### QUESTIONS:
a – According to the Mildmay hospital article, on what road has the hospital stood since 1892?
b – Revise the passage of the Mildmay hospital article that begins at the words "In front of" and stops after "ten days later.", putting "large glasses" in place of "red glasses".

### PAGE EXTRACT:
—————

Mildmay AIDS hospital to be demolished

Britain's last remaining mission hospital -- where the UK's first AIDS victims were cared for and where Princess Diana famously shook hands with a patient at the height of the frenzy of fear around the illness --is to be knocked down.

The Mildmay hospital's work caring for those living with HIV will however, continue at a new purpose-built unit on the same site, according to think tank Ekklesia.

In front of national television cameras during one of several visits she made to Mildmay in 1989, Diana, Princess of Wales was presented with a bunch of flowers by 34-year-old AIDS patient Simon, before the pair joked about his red glasses and chatted.

Within 30 minutes of the story airing on the evening news, Simon's family, from whom he had long been estranged, contacted him. They stayed with him until he died at Mildmay just ten days later.

Mildmay's history goes back to 1866, when the charity was set up by the Rev William Pennefather, who trained deaconesses from his parish in Mildmay Park to go into the slums of Bethnal Green to provide care for communities devastated by cholera. The hospital has been in its current location on Hackney Road in Shoreditch since 1892.

—————

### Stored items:

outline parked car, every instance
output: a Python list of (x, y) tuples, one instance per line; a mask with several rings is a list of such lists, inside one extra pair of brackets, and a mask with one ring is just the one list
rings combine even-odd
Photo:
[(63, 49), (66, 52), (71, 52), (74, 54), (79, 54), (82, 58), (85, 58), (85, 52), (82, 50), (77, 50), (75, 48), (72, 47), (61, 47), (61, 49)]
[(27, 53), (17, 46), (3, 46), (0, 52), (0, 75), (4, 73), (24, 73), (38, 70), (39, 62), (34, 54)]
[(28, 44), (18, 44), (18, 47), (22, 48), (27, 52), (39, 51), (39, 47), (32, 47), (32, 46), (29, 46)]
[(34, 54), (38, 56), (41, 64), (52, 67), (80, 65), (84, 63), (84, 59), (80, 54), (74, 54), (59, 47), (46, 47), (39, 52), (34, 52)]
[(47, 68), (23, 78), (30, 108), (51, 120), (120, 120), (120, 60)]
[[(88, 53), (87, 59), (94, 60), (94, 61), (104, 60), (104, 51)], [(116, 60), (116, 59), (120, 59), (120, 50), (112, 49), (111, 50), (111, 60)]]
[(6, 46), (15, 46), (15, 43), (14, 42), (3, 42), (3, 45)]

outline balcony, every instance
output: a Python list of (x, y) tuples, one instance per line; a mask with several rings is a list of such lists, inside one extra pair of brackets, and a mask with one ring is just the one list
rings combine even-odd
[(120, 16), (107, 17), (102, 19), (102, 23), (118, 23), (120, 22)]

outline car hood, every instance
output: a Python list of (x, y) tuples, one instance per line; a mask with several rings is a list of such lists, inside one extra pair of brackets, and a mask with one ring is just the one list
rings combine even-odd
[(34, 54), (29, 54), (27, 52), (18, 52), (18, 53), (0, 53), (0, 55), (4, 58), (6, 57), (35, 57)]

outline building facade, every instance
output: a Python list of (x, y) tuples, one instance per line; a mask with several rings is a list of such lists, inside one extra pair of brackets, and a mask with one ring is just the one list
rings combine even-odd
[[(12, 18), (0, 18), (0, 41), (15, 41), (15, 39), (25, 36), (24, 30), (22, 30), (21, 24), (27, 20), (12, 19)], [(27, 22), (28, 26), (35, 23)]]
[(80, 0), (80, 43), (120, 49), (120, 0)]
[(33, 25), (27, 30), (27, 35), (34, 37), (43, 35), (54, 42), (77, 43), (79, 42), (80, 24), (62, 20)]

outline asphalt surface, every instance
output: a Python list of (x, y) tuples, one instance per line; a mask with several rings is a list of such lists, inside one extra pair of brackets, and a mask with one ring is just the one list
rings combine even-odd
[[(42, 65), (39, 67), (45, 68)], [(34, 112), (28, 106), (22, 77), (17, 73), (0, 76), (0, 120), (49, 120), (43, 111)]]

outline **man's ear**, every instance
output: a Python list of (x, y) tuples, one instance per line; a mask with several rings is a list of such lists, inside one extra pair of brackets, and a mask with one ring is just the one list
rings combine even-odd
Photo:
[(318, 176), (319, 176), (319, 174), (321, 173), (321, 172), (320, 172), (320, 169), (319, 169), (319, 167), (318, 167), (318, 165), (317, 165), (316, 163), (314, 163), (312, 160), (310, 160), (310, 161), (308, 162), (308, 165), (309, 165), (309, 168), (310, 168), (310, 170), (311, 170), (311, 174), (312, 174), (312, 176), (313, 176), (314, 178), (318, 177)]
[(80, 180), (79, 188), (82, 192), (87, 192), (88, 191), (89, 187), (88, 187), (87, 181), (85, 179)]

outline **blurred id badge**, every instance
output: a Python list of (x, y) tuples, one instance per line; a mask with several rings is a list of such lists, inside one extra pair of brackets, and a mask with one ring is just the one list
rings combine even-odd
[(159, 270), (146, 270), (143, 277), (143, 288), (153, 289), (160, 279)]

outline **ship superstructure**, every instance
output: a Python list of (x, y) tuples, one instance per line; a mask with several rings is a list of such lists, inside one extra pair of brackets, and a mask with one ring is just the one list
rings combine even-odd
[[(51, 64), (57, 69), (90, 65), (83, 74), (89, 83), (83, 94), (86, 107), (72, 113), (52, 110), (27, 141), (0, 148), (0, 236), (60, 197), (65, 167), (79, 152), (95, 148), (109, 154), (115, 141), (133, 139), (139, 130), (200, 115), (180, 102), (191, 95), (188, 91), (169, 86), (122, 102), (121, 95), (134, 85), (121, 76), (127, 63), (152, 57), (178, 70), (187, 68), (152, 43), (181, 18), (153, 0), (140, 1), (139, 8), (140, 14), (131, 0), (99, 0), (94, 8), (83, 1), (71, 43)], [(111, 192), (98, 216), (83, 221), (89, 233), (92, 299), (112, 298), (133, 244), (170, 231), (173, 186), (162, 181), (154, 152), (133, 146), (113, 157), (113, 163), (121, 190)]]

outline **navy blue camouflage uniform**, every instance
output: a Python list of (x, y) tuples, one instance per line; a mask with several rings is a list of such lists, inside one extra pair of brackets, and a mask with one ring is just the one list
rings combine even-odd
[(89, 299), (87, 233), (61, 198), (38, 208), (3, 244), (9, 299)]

—————

### RESULTS OF THE TASKS:
a – Hackney Road in Shoreditch.

b –
In front of national television cameras during one of several visits she made to Mildmay in 1989, Diana, Princess of Wales was presented with a bunch of flowers by 34-year-old AIDS patient Simon, before the pair joked about his large glasses and chatted.

Within 30 minutes of the story airing on the evening news, Simon's family, from whom he had long been estranged, contacted him. They stayed with him until he died at Mildmay just ten days later.